▶ DATASET EXCERPTS
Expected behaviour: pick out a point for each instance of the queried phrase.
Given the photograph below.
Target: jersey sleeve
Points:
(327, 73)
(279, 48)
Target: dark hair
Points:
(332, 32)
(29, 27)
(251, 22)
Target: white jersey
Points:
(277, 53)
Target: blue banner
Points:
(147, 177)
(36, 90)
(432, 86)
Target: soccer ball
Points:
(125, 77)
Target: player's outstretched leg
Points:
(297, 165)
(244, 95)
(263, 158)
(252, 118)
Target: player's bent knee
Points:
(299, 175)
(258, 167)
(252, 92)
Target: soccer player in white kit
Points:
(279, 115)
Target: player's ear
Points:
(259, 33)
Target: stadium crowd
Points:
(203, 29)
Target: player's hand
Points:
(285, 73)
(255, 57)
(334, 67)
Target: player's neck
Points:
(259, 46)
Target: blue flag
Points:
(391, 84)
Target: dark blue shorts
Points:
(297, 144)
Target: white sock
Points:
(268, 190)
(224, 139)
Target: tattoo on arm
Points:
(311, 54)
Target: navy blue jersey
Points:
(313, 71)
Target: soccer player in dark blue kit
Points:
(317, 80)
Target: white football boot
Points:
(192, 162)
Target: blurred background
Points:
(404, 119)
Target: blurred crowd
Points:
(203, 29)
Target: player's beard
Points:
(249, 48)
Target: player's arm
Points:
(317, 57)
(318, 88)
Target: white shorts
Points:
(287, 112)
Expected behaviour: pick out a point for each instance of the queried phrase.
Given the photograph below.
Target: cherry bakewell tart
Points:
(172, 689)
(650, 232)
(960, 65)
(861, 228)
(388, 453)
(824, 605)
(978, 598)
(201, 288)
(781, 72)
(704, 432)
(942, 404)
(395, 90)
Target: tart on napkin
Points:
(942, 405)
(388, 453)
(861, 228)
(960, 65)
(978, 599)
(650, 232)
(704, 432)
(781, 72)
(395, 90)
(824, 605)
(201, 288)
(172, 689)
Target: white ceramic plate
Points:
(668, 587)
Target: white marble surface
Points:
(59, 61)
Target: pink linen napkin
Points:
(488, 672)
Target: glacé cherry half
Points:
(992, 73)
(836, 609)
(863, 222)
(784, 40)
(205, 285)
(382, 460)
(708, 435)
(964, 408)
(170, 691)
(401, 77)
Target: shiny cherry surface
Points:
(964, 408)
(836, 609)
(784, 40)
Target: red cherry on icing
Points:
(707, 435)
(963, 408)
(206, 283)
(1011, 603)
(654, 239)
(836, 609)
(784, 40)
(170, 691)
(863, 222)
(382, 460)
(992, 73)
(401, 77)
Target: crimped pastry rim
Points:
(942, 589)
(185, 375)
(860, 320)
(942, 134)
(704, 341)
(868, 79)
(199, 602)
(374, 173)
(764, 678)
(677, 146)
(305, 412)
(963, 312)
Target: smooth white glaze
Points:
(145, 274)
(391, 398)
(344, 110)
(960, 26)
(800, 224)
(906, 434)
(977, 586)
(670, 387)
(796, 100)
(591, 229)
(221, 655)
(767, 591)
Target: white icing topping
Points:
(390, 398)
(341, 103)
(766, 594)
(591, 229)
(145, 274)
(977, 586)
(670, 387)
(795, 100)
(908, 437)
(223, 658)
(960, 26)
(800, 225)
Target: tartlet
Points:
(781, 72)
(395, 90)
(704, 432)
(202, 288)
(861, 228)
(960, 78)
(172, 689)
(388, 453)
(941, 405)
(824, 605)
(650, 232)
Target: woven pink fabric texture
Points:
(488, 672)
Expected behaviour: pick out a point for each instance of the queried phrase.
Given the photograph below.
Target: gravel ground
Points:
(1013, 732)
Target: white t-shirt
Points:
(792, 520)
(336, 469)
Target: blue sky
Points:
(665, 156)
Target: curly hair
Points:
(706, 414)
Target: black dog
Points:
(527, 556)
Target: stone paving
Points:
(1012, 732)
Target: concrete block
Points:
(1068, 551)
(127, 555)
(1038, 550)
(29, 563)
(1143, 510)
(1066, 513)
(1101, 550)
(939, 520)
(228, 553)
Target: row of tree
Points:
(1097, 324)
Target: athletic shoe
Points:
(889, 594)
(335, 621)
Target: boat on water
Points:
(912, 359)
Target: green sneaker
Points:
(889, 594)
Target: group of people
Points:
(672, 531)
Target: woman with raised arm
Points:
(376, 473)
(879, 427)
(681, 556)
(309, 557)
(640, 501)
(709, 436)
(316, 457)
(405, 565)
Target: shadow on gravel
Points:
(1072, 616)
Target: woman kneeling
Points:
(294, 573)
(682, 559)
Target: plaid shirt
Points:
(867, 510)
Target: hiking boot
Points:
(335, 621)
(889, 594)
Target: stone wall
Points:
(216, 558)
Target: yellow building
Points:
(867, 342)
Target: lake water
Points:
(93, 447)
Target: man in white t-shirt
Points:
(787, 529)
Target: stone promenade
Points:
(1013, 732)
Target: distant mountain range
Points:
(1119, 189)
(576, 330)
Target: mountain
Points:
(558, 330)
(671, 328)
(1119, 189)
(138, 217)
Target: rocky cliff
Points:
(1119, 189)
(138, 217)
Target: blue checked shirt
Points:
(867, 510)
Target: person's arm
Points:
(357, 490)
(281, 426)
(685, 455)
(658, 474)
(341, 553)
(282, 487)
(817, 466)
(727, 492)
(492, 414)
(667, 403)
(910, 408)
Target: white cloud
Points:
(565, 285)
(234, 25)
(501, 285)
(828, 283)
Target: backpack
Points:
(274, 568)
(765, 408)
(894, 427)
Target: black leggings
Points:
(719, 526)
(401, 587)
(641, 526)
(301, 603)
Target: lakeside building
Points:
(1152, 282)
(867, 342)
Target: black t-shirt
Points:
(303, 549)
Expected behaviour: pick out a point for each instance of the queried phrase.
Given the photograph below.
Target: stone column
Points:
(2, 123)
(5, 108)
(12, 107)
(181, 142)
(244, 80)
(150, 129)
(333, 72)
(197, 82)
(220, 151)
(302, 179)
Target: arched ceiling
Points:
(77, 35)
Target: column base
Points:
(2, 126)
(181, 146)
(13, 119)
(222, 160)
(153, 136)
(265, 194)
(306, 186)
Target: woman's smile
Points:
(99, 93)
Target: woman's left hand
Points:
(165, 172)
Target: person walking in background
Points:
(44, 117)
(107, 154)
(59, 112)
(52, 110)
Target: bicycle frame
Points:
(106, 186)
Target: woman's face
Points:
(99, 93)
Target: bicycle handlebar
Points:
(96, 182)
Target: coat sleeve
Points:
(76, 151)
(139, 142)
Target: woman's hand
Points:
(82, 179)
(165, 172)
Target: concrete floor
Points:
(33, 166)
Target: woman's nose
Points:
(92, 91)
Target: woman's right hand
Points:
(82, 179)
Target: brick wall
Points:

▶ GOAL OF THE EXERCISE
Each line of the records with the word "bicycle" in it is to be copied.

▶ RESULT FOR THIS TASK
Target: bicycle frame
Target: bicycle handlebar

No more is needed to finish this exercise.